## TASKS:
1. Reproduce everything in the post on Mozilla Persona from "[This is part" down to "sort of works.".
2. Answer these from the post on Mozilla Persona:
(a) Which commenter urged the writer to study Mozilla Persona?
(b) At what site is the writer's testbed?
(c) What short name does the writer use for the OpenID Connect protocol?

— START SELECTED EXTRACT —

A couple of episodes back, commenter “tom jones” wrote, urging me to study Mozilla Persona: “it seems all the questions you are discussing have already been solved by them.” Well, then.

[This is part of the Federation Conversation series.] This piece in particular left a lot of open questions in my mind, which appear at the end of the sections down below. None of them are rhetorical and I’d like to hear what people think.

So I went and looked at the Persona docs, and had some email back and forth with Lloyd Hilaeil, a Mozillian who works on it, and wired it into my testbed at favcolor.net — and it sort of works.

Sign in with Persona

Nice design sense! The pale pointy bit
slides across smoothly when you hit “sign in”.

But please don’t go beat on it yet, there are some missing pieces (see below) and the integration is kinda rough.

So I’m not a world-class Persona expert, but my hands are dirty enough to talk about it. I’ll compare it here and there with the OAuth-2-based OpenID Connect protocol, which I’ll call “OIDC” for short.

— END SELECTED EXTRACT —
— START ROWS —

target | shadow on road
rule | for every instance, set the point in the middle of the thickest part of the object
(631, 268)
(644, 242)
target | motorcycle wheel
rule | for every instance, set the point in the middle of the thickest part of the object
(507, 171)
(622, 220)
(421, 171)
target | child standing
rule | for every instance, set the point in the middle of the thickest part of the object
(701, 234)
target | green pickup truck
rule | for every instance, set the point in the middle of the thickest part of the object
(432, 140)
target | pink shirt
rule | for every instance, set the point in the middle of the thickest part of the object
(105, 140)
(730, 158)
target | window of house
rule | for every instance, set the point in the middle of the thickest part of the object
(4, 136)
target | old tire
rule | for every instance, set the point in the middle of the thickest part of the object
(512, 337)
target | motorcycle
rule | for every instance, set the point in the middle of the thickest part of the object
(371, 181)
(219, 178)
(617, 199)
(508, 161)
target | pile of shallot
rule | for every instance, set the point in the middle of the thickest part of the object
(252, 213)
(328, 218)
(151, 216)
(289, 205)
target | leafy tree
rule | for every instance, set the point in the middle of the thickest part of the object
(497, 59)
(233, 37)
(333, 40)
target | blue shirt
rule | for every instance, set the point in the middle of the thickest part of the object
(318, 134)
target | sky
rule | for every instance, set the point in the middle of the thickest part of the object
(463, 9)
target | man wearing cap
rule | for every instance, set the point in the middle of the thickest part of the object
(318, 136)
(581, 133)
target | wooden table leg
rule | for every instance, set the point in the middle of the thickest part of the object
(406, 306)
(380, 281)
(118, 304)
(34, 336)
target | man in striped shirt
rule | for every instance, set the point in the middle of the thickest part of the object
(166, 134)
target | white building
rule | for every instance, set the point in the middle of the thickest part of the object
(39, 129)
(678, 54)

— END ROWS —

## ANSWERS TO THE EXERCISE:
1.
[This is part of the Federation Conversation series.] This piece in particular left a lot of open questions in my mind, which appear at the end of the sections down below. None of them are rhetorical and I’d like to hear what people think.

So I went and looked at the Persona docs, and had some email back and forth with Lloyd Hilaeil, a Mozillian who works on it, and wired it into my testbed at favcolor.net — and it sort of works.

2.
(a) "tom jones"
(b) favcolor.net
(c) "OIDC"